### [Extract to read]
These are tests that consist of a sentence from the source language as the stem and two, three or four translation versions into target language as alternative choices. One of the choices is the correct answer. Here, the testees do not produce the translation, but recognize the answer. In this case the responses are scored objectively because there is a fixed answer key, thus, any scorer can score such tests objectively. (ibid)

Farahzad (1992) argues that these kinds of translation tests limit the examinees’ performance creativity and it is not useful for the students to conclude that none of these options is adequate. Then, she suggests two kinds of translation test: limited-response item and controlled free-response item test.

### [Written task 1]
According to the passage on translation tests, which two kinds of translation test does Farahzad suggest?
### [Written task 2]
For each statement below, say whether it agrees with the passage on translation tests, and support each yes or no with the deciding words quoted from that passage. (a) In these tests the testees produce the translation themselves. (b) The responses are scored objectively because of a fixed answer key. (c) Farahzad argues that these tests encourage the examinees' creativity.
### [Written task 3]
Reproduce the part of the passage on translation tests that opens with the words containing "These are tests" and closes with "tests objectively. (ibid)".

### [Recorded information]
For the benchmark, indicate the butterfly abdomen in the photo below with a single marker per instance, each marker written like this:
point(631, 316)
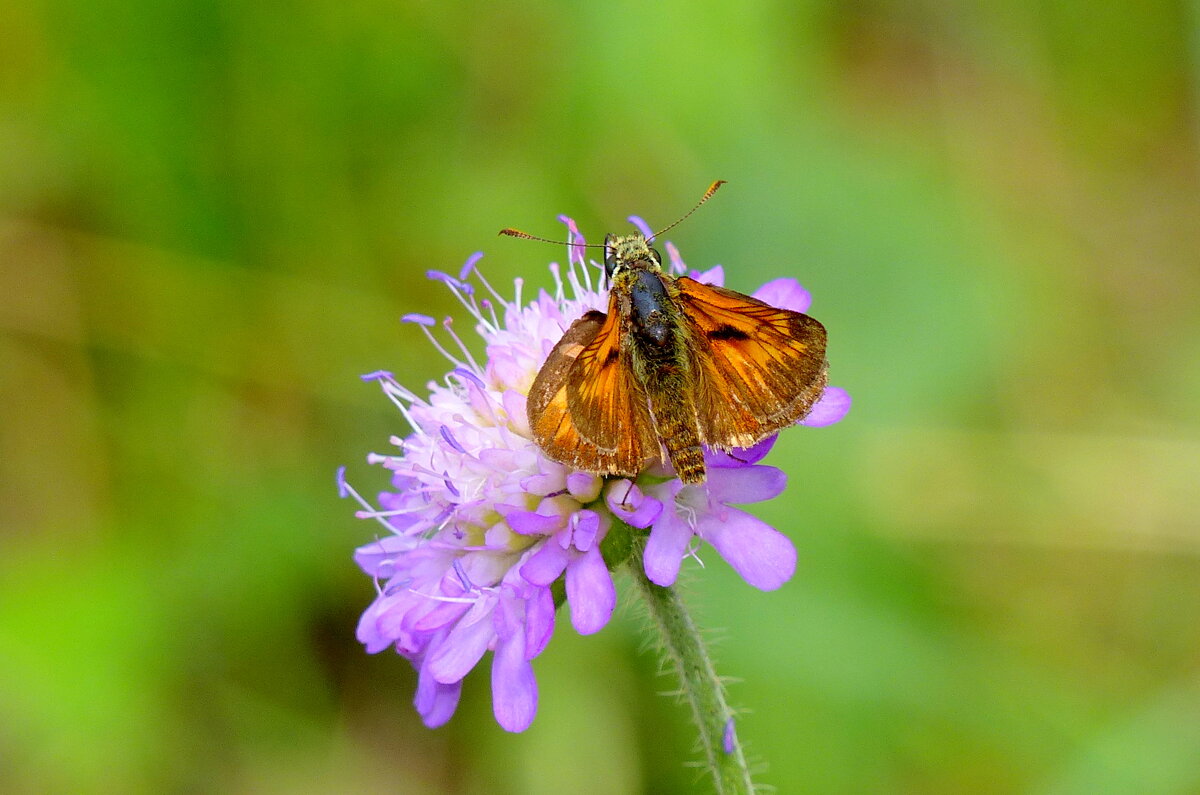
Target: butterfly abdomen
point(663, 365)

### [Written answer 1]
Limited-response item and controlled free-response item tests.

### [Written answer 2]
(a) No: "the testees do not produce the translation, but recognize the answer."
(b) Yes: "the responses are scored objectively because there is a fixed answer key"
(c) No: "these kinds of translation tests limit the examinees’ performance creativity"

### [Written answer 3]
These are tests that consist of a sentence from the source language as the stem and two, three or four translation versions into target language as alternative choices. One of the choices is the correct answer. Here, the testees do not produce the translation, but recognize the answer. In this case the responses are scored objectively because there is a fixed answer key, thus, any scorer can score such tests objectively. (ibid)